● **SOURCE PASSAGE**
Segment Open
CHICAGO (Sun-Times Media Wire) ― Chicago and the three other finalist cities competing to host the 2016 Summer Olympics are in the crucial final laps of the race for the Games.

Mayor Daley and a small entourage from the Chicago 2016 organizing committee and the U.S. Olympic Committee are traveling to Olympic headquarters in Lausanne, Switzerland, to make a final sales pitch before as many as 90 of the 100 members of the International Olympic Committee -- the governing body that plans to announce Oct. 2.

The meeting Wednesday and Thursday is significant because it's the first time the IOC has held such an event just 100 days shy of the final vote. The 100-plus members of the IOC will select a winning city for the 2016 Games on Oct. 2 in Copenhagen.

Among the finalist cities, Chicago is the only one that hasn't offered a blanket guarantee against potential Olympic losses. Instead, the Games here would be bankrolled by private donations, with insurance and backup guarantees from the city and state.

It has been 25 years since the IOC has awarded the Olympics to a city whose bid did not include a blanket guarantee.

"We're going to talk about the strength of our guarantee and hopefully educate the majority of the IOC members on why we have a guarantee above just a government guarantee," said Patrick Sandusky, a spokesman for Chicago 2016, which estimates that hosting the Olympics here will cost $4.8 billion.

This week's event is"the first opportunity to get this large a group of IOC members in one room to present Chicago," said Patrick Ryan, who heads Chicago 2016.

"Secondly, it's at a time when everybody is focusing. All the IOC members are focused on the competition, people had been thinking about it but not really focused. So this is ... crunch time."

Each city's 45-minute presentation to the IOC on Thursday will be followed by a question-and-answer session that could reveal IOC members' concerns.

The other finalist cities are Madrid, Rio de Janeiro and Tokyo.

The rules of engagement between the bid cities and the Olympic committee are strict, aimed at preventing the kind of bribery scandal that marred Salt Lake City's successful bid for the 2002 Winter Gmes.

An IOC evaluation team already has made visits to each city. Those assessments will be passed along to voting members and the public in September.

But representatives of the finalist cities and IOC members can meet only at sanctioned events, including an upcoming presentation in Africa before that continent's 17 IOC members.

Phone calls and written correspondence are allowed.

Between now and Oct. 2, "There's going to be a constant communication process where we're getting Chicago better known and understood," Ryan said.

He said it's too close to predict who might win the Games, though outgoing USOC chief Peter Ueberroth praised Chicago last week as "the leader," and the widely read Olympics-watching Web site Around The Rings ranked Chicago first.
Segment Closed
● **DATA BELOW**
Segment Open
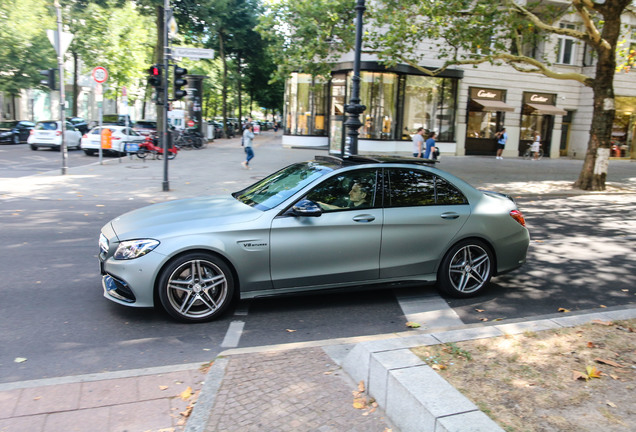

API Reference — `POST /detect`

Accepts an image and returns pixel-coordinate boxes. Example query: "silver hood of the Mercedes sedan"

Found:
[110,195,263,240]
Segment Closed
● **WHAT TO WORK ON**
In the news story about Chicago's 2016 Olympic bid, in which city will the IOC members select the winning city for the 2016 Games?

● **YOUR SOLUTION**
Copenhagen